Material for the task:

^^^^^^^^^^^^^^^^

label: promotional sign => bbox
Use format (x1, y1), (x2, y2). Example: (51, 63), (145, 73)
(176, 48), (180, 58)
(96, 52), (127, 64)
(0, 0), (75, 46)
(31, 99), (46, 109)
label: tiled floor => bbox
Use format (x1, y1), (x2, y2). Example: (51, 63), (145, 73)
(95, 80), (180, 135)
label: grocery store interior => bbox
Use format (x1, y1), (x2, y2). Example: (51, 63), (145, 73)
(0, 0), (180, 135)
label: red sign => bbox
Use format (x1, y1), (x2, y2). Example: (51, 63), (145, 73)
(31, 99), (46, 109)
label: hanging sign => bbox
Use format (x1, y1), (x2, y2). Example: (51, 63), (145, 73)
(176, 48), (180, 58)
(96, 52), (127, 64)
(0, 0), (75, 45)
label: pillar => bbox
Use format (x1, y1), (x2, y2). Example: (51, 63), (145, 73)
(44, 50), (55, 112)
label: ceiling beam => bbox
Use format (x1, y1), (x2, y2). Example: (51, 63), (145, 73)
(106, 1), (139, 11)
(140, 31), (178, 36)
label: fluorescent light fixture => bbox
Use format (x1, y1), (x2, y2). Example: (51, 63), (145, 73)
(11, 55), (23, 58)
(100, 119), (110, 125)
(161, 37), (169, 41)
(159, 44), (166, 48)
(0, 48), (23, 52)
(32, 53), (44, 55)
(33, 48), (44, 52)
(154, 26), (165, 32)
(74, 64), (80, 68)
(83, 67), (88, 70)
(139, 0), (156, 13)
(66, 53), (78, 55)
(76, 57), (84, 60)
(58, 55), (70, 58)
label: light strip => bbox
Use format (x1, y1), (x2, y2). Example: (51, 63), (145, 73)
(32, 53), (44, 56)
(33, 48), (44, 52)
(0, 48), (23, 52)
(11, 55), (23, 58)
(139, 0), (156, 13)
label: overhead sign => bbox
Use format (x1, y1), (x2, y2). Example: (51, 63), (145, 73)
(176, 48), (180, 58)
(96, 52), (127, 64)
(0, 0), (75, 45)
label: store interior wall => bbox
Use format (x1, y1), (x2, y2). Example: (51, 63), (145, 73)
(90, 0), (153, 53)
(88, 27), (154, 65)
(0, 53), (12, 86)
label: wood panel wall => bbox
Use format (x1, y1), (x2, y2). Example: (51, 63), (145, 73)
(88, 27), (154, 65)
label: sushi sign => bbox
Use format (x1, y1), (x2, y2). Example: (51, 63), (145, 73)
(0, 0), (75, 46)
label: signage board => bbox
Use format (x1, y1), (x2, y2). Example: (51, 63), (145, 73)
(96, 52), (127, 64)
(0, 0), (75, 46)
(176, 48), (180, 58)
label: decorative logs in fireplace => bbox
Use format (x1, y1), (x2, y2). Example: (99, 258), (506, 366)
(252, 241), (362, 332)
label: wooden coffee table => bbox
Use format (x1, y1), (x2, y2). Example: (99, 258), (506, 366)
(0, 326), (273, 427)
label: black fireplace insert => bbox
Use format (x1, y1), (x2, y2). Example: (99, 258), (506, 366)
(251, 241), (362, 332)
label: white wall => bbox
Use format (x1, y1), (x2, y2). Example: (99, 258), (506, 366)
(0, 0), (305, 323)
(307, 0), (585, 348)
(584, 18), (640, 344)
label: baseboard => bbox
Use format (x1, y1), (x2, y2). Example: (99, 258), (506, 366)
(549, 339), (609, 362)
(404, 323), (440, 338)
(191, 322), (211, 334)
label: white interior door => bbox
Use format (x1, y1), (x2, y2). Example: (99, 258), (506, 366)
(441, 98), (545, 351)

^^^^^^^^^^^^^^^^

What is asked: Put the records into a numbered list, starting with the line containing "label: decorative logs in fireplace => bbox" and running through the end of the records, both ends included. Leave out any blank lines.

Result of this task:
1. label: decorative logs in fireplace => bbox
2. Use format (x1, y1), (x2, y2). Example: (99, 258), (506, 366)
3. (252, 241), (362, 332)
4. label: wooden coffee table => bbox
5. Use format (x1, y1), (x2, y2). Example: (99, 258), (506, 366)
6. (0, 326), (273, 427)
7. label: black fireplace insert => bbox
8. Use format (x1, y1), (x2, y2). Example: (99, 258), (506, 366)
9. (251, 241), (362, 332)
10. label: white wall => bbox
11. Use format (x1, y1), (x2, y2). Example: (99, 258), (506, 366)
12. (0, 0), (305, 323)
13. (307, 0), (585, 348)
14. (584, 18), (640, 344)
15. label: baseboard => bbox
16. Use format (x1, y1), (x2, y2). Example: (99, 258), (506, 366)
17. (549, 339), (609, 362)
18. (404, 323), (440, 338)
19. (191, 322), (211, 334)
20. label: white interior door => bbox
21. Use format (x1, y1), (x2, y2). Example: (99, 258), (506, 366)
22. (441, 98), (545, 351)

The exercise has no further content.